Der Grundaufruf sieht wie folgt aus:
ddrescue OPTIONEN QUELLE ZIEL LOGDATEI
Hinweis:
Beim ersten Anzeichen eines drohenden Datenverlustes sollte eine Kopie angelegt werden, um den möglichen Datenverlust gering zu halten.
Hinweis:
Es ist sinnvoll, vor dem Anschließen bzw. Einlegen von (möglicherweise) defekten externen beschreibbaren Datenträgern sicherheitshalber den Automount – zumindest temporär – zu deaktivieren und dies mit einem anderen Datenträger zu testen.
Grundsätzlich sollte bei jedem Befehl eine Logdatei angegeben werden, erst mit dieser Datei zeigt das Programm alle Fähigkeiten, die es hat. Die Logdatei wird schreibend und lesend von ddrescue verwendet.
Ein guter Ansatz ist es, zunächst einmal zu versuchen alles zu sichern, was zum Zeitpunkt der Sicherung fehlerfrei ist, und keine Zeit auf fehlerhafte Blöcke zu verwenden:
ddrescue -n QUELLE ZIEL ddrescue.log
Erst danach startet man einen weiteren Durchlauf, in dem versucht wird, möglichst viele von den im ersten Schritt als kaputt markierten Daten doch noch zu retten:
ddrescue QUELLE ZIEL ddrescue.log
Dieses zweigeteilte Vorgehen ist zu bevorzugen, da durch die intensive Beanspruchung, noch Daten aus den defekten Blöcke zu bekommen, auch andere Teile der Medien zerstört werden können.
Achtung!

*AUFGEFÜHRTE EINTRÄGE:*

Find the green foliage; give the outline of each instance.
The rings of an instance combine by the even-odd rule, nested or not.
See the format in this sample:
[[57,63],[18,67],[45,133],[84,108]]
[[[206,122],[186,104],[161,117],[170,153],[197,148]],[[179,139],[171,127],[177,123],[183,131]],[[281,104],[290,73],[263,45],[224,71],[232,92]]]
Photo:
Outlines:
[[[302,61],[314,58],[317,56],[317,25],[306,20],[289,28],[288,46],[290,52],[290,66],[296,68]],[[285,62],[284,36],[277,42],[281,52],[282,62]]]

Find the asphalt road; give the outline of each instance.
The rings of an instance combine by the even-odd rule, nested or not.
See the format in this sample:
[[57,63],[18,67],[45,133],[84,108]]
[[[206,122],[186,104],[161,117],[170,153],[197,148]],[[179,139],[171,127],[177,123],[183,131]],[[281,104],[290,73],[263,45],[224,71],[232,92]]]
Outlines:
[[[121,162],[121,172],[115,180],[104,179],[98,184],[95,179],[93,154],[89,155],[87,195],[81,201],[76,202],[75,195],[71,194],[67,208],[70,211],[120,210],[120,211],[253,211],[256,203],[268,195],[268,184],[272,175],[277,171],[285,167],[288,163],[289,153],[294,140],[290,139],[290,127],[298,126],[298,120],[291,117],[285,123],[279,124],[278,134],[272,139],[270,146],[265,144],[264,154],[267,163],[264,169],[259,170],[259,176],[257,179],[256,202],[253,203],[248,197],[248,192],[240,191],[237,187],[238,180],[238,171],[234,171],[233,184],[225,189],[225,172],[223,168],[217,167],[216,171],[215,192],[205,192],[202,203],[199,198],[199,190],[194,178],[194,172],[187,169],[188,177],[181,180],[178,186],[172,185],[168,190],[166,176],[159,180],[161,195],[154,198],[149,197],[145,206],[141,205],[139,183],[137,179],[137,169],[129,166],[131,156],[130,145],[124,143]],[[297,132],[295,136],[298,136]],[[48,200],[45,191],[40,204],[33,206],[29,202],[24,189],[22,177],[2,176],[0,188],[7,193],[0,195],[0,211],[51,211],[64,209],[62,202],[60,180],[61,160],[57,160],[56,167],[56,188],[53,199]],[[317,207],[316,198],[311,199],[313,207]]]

*ARBEITSAUFTRAG:* Schreibe den Text zu ddrescue vollständig und wortgetreu ab.

*LÖSUNG:*
Der Grundaufruf sieht wie folgt aus:
ddrescue OPTIONEN QUELLE ZIEL LOGDATEI
Hinweis:
Beim ersten Anzeichen eines drohenden Datenverlustes sollte eine Kopie angelegt werden, um den möglichen Datenverlust gering zu halten.
Hinweis:
Es ist sinnvoll, vor dem Anschließen bzw. Einlegen von (möglicherweise) defekten externen beschreibbaren Datenträgern sicherheitshalber den Automount – zumindest temporär – zu deaktivieren und dies mit einem anderen Datenträger zu testen.
Grundsätzlich sollte bei jedem Befehl eine Logdatei angegeben werden, erst mit dieser Datei zeigt das Programm alle Fähigkeiten, die es hat. Die Logdatei wird schreibend und lesend von ddrescue verwendet.
Ein guter Ansatz ist es, zunächst einmal zu versuchen alles zu sichern, was zum Zeitpunkt der Sicherung fehlerfrei ist, und keine Zeit auf fehlerhafte Blöcke zu verwenden:
ddrescue -n QUELLE ZIEL ddrescue.log
Erst danach startet man einen weiteren Durchlauf, in dem versucht wird, möglichst viele von den im ersten Schritt als kaputt markierten Daten doch noch zu retten:
ddrescue QUELLE ZIEL ddrescue.log
Dieses zweigeteilte Vorgehen ist zu bevorzugen, da durch die intensive Beanspruchung, noch Daten aus den defekten Blöcke zu bekommen, auch andere Teile der Medien zerstört werden können.
Achtung!